WHAT TO PRODUCE » An exact copy, beginning at the line containing "Would you point out the fingers" and ending at the final line of the records that follow, is the answer; it has no pictures and no other text.

#### GIVEN ENTRIES

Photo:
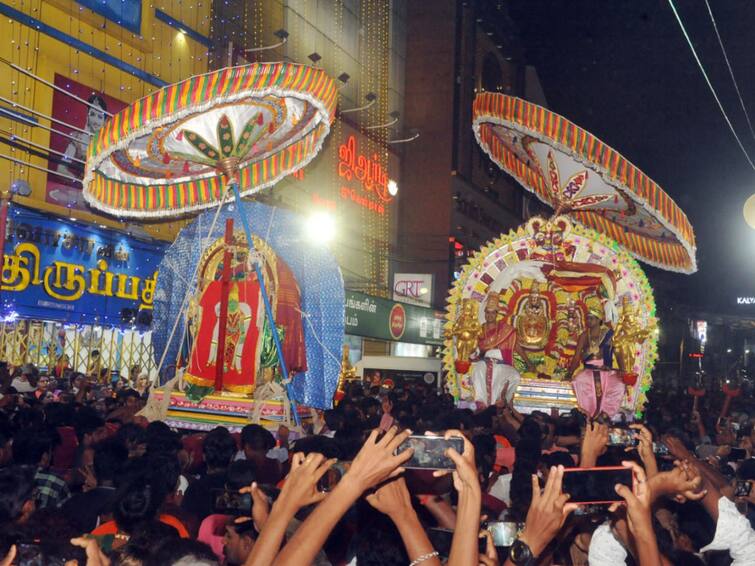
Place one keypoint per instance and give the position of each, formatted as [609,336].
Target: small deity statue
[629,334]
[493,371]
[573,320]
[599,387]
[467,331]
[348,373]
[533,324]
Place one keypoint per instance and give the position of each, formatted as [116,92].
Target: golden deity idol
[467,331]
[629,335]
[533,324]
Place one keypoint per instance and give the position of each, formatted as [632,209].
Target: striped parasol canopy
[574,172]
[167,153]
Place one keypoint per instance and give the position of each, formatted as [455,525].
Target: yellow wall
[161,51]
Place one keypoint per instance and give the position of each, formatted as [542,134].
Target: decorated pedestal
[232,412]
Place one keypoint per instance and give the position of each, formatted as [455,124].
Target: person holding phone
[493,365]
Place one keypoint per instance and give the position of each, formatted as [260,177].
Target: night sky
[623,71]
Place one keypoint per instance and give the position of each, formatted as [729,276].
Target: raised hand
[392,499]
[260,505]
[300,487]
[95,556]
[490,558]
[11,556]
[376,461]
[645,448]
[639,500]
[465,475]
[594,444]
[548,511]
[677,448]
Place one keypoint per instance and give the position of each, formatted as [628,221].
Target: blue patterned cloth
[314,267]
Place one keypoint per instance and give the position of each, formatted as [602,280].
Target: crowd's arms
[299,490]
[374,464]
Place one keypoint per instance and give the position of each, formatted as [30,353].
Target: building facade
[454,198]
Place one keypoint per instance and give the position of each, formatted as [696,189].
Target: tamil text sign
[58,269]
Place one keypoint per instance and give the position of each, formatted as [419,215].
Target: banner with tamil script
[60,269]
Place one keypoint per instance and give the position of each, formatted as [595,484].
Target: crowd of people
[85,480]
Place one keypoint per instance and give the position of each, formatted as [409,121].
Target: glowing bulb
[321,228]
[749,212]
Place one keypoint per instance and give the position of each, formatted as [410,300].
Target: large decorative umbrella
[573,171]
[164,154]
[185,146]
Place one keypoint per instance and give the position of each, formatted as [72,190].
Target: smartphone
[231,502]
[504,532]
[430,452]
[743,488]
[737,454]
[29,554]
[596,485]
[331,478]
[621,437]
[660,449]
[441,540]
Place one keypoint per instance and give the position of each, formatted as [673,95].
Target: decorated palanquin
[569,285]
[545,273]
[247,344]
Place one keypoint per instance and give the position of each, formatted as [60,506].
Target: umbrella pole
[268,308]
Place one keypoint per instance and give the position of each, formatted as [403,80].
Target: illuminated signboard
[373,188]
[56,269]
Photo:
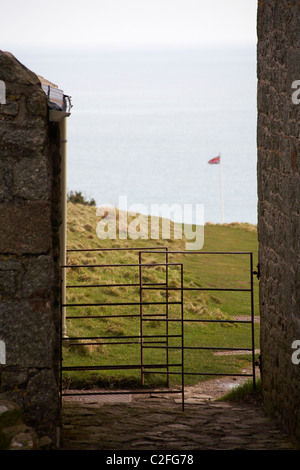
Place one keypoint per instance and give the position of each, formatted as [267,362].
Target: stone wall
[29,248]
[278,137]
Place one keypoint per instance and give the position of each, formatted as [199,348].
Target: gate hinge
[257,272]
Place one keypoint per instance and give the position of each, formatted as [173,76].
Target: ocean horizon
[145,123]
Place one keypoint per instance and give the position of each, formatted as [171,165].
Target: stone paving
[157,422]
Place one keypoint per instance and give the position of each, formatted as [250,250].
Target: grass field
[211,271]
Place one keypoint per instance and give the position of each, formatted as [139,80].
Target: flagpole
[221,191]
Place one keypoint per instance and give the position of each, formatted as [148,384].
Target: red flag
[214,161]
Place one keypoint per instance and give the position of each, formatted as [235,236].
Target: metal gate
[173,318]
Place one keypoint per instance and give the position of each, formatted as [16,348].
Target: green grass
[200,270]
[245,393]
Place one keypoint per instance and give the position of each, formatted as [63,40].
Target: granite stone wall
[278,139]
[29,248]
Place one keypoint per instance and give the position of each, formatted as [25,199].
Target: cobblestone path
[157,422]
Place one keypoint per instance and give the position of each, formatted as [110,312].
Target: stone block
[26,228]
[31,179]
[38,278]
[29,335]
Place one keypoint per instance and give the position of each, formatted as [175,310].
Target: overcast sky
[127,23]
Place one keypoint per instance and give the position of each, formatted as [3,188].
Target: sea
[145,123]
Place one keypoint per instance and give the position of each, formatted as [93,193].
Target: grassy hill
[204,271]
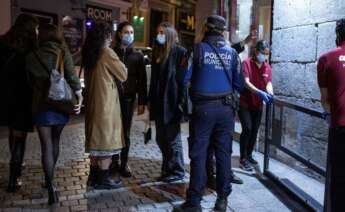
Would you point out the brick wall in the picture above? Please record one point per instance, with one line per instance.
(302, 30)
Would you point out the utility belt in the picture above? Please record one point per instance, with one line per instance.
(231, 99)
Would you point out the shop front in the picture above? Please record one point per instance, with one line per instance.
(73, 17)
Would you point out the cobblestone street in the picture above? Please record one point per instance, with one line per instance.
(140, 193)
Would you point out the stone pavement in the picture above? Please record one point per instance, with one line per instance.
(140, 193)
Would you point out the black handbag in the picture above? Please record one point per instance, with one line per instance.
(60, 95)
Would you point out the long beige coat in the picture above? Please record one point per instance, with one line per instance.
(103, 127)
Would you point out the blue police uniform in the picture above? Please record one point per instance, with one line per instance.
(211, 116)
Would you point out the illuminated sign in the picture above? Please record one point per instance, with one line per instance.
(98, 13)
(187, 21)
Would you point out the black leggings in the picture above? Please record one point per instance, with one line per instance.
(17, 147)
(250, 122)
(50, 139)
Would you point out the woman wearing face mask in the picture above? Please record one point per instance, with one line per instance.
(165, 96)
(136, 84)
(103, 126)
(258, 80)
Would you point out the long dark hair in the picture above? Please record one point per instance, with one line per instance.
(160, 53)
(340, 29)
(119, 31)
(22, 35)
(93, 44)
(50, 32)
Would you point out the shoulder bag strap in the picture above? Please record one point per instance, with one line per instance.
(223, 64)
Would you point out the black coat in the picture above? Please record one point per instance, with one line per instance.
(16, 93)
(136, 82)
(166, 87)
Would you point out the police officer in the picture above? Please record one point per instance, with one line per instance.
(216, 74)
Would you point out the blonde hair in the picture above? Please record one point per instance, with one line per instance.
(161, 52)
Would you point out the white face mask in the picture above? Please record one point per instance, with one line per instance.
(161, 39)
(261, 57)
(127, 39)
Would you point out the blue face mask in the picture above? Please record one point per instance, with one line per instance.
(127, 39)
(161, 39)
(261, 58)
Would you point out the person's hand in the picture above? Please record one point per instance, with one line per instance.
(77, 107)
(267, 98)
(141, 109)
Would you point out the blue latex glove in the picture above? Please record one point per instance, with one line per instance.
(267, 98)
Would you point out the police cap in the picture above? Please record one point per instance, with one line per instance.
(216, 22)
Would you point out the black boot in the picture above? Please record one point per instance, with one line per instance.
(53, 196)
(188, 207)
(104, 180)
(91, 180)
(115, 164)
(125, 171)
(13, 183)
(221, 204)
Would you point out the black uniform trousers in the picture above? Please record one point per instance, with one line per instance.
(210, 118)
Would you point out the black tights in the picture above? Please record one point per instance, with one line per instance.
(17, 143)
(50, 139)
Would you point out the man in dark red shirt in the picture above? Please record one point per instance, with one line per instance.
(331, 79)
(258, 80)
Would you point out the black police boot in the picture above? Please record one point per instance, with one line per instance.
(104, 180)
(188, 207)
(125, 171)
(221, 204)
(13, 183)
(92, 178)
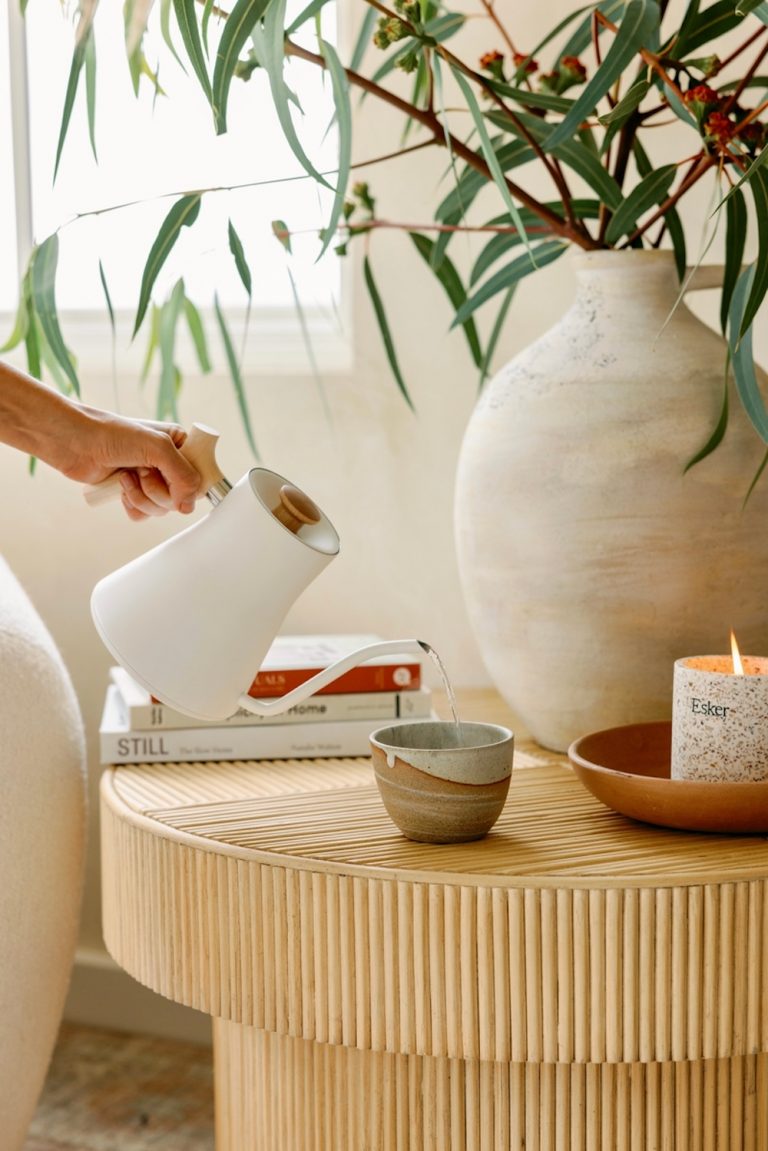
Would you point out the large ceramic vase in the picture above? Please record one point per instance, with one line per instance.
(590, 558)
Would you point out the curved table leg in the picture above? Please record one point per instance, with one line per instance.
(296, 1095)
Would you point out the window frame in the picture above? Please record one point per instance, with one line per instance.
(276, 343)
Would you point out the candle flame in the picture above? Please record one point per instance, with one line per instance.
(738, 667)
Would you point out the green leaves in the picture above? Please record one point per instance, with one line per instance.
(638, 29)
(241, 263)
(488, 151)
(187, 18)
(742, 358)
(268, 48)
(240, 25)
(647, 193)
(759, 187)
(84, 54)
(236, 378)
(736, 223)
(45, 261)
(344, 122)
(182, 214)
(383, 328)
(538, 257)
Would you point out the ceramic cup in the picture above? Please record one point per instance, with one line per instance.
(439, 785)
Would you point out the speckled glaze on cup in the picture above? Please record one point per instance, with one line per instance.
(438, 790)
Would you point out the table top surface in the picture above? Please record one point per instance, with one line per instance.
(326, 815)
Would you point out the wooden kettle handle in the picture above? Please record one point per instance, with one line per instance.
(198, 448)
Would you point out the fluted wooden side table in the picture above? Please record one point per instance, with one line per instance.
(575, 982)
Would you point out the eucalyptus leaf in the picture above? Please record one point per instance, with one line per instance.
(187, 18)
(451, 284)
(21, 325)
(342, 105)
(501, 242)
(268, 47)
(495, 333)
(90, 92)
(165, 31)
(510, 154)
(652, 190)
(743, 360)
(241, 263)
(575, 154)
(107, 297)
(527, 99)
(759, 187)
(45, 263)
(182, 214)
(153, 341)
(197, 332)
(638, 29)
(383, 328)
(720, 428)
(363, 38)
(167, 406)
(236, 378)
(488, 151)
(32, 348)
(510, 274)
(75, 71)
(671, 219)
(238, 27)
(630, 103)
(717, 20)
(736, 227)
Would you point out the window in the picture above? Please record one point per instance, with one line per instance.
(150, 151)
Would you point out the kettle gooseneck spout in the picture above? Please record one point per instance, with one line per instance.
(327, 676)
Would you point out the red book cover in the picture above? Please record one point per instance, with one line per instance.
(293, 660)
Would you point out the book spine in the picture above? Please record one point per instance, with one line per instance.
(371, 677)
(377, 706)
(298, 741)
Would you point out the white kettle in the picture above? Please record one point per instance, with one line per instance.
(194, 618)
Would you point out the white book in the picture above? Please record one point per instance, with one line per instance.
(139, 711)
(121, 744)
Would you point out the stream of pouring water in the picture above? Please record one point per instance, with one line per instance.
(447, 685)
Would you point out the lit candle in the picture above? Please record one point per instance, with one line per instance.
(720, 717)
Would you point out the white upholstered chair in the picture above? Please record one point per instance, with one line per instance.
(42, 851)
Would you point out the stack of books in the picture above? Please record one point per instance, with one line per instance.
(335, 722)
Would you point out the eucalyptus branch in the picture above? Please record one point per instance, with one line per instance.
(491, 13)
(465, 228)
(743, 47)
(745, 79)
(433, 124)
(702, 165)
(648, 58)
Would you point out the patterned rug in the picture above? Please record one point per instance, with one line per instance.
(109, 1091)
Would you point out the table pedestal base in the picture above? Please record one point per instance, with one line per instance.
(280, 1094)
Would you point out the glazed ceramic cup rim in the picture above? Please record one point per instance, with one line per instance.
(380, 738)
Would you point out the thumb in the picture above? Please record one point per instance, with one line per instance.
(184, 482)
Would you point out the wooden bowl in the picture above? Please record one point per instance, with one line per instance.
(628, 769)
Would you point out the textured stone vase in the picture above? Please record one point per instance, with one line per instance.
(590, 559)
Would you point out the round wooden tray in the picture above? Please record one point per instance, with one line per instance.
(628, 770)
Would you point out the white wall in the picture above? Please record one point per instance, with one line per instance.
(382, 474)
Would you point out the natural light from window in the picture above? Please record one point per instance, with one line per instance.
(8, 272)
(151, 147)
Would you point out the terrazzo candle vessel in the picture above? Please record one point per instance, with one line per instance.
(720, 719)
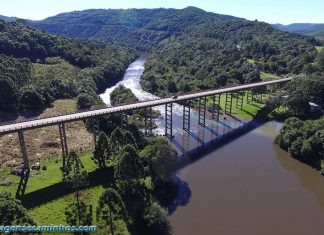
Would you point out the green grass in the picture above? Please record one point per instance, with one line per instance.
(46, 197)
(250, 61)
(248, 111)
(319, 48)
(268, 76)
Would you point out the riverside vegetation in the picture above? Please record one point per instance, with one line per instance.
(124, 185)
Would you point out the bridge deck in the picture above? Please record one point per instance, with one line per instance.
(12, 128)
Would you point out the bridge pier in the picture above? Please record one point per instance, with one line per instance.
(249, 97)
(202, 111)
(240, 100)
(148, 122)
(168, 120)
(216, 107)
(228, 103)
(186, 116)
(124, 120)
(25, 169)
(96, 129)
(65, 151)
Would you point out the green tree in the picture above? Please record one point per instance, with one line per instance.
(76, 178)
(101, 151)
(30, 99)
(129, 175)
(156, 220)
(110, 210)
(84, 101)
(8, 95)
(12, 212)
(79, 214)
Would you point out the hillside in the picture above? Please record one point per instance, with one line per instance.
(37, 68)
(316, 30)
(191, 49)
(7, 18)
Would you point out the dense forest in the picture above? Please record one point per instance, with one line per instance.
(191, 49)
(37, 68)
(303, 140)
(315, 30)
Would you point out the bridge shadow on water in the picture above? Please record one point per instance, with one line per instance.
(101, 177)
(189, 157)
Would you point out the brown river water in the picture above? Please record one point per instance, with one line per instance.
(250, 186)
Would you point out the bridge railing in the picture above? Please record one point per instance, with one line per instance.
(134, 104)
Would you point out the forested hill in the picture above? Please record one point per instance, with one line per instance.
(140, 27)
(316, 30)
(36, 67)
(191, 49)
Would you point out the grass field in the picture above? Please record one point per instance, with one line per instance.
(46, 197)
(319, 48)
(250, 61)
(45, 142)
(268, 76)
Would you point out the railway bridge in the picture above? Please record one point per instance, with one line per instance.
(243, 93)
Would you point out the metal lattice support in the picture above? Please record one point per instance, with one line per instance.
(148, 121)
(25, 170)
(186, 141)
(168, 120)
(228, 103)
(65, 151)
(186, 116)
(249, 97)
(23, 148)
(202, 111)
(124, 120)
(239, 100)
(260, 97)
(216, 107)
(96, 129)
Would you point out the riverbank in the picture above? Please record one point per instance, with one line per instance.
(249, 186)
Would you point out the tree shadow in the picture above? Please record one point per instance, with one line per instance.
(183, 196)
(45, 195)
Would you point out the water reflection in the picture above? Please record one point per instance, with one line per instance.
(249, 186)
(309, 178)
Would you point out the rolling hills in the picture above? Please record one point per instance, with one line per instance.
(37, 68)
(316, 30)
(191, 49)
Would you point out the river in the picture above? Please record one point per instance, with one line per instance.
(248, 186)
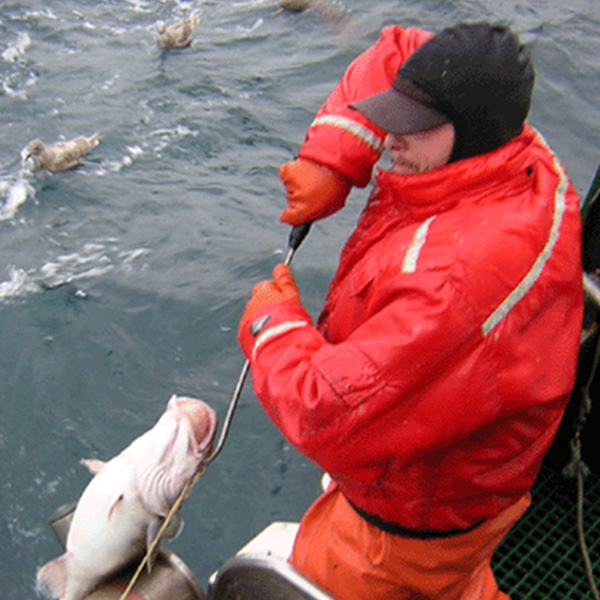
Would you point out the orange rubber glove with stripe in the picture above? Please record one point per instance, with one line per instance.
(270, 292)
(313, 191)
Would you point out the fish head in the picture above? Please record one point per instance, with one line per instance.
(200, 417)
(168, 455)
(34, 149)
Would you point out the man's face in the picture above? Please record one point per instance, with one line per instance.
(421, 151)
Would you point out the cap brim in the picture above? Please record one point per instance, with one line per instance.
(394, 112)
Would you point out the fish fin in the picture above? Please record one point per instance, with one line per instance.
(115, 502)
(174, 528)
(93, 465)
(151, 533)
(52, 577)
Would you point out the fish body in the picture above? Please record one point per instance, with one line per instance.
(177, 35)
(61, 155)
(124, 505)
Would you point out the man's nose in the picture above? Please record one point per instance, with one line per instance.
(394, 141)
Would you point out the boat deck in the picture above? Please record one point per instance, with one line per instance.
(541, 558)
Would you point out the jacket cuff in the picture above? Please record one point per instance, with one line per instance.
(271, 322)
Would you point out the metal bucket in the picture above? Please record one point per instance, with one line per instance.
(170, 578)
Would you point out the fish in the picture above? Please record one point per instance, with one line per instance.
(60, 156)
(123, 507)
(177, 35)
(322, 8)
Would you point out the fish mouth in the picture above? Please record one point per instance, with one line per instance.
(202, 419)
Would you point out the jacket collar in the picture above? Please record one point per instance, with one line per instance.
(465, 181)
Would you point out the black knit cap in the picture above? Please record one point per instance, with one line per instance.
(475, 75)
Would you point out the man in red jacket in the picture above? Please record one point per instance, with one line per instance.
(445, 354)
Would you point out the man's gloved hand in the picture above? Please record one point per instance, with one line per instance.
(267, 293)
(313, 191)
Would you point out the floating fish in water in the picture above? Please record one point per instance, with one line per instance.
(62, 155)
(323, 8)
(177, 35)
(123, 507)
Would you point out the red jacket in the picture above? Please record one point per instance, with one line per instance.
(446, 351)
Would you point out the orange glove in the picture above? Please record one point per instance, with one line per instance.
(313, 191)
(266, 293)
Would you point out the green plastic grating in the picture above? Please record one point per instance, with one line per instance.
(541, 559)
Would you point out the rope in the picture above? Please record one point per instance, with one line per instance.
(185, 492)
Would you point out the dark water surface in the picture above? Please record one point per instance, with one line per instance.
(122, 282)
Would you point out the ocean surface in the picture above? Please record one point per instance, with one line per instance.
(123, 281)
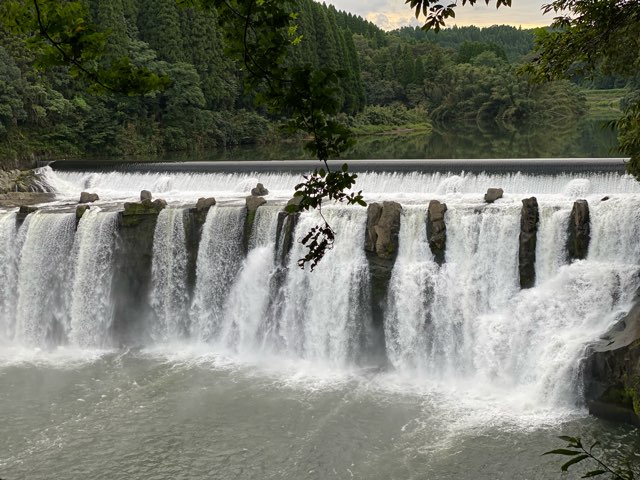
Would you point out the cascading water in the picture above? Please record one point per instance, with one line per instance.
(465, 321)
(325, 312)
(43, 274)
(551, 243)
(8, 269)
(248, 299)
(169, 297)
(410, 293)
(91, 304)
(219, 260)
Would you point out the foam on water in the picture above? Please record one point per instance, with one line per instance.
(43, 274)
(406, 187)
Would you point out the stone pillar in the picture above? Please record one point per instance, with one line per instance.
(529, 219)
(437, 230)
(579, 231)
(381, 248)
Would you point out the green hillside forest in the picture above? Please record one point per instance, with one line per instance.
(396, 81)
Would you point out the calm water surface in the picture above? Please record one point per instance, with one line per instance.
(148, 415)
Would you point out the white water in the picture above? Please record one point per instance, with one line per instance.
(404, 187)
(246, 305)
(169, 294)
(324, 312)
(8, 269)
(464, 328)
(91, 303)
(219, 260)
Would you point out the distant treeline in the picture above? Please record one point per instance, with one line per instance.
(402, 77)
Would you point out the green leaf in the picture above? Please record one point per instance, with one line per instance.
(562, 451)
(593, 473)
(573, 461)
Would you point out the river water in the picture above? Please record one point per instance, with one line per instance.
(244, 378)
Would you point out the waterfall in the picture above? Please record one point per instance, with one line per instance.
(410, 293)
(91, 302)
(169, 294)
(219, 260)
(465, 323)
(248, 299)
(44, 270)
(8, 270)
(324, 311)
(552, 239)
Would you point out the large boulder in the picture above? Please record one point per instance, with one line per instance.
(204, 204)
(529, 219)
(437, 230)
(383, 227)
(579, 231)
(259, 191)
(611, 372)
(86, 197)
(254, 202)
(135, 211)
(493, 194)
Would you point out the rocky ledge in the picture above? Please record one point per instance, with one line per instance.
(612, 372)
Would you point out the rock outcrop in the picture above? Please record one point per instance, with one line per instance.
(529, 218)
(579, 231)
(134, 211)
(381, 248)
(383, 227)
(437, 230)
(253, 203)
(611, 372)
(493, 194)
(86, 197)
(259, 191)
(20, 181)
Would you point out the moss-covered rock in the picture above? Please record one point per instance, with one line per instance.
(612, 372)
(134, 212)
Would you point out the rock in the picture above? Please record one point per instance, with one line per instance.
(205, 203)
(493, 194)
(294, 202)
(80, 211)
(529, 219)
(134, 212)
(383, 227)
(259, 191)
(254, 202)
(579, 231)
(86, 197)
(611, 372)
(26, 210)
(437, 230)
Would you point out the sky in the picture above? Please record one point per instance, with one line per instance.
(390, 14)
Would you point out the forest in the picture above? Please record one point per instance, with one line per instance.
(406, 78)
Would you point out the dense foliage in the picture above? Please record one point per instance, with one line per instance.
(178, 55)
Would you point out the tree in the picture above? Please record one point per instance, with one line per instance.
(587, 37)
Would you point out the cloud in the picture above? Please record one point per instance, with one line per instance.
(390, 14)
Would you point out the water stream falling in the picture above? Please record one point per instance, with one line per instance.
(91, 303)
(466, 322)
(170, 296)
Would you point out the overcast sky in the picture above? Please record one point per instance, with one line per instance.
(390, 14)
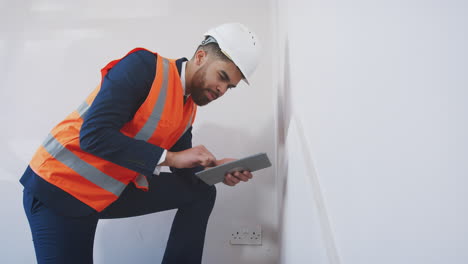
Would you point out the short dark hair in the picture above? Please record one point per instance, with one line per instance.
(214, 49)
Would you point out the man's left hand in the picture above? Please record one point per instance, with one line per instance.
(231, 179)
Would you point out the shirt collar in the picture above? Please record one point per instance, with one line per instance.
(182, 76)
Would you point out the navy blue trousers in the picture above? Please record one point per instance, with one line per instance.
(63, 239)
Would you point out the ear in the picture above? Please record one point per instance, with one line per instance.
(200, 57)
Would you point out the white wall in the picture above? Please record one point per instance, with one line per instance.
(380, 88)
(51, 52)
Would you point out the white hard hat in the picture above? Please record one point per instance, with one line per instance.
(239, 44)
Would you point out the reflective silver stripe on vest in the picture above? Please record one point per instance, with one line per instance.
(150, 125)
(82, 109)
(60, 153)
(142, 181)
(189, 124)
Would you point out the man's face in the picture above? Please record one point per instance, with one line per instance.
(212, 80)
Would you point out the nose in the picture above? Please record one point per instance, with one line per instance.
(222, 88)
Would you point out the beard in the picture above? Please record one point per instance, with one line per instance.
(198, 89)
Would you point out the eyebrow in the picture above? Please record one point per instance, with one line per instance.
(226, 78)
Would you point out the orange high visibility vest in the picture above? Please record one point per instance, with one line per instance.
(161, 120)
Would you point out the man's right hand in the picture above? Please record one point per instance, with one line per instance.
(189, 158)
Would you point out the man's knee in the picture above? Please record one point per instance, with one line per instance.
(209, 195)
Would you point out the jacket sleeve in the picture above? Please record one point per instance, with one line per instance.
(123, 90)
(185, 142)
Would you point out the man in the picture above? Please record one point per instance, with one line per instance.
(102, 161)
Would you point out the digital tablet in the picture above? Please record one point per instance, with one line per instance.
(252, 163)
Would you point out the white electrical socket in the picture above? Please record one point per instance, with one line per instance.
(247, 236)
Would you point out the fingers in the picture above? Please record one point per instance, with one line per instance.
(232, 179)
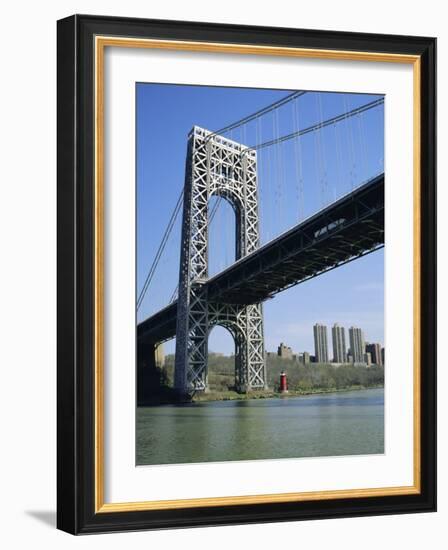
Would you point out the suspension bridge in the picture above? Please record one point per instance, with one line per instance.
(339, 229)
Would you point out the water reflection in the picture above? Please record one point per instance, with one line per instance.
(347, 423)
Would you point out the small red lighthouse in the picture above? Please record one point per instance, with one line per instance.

########

WRITTEN REPLY »
Would you point out the fingers in the picture above? Please record one point per instance, with one line per instance.
(232, 179)
Would you point out the suspension bridge in the picture above? Please record one point per instance, with one line per instance.
(339, 229)
Would you point out the water reflection in the picture above? Please record one point per instance, with one line per instance.
(347, 423)
Would you point out the small red lighthouse in the picture above? Please record one point per instance, with one line per instance.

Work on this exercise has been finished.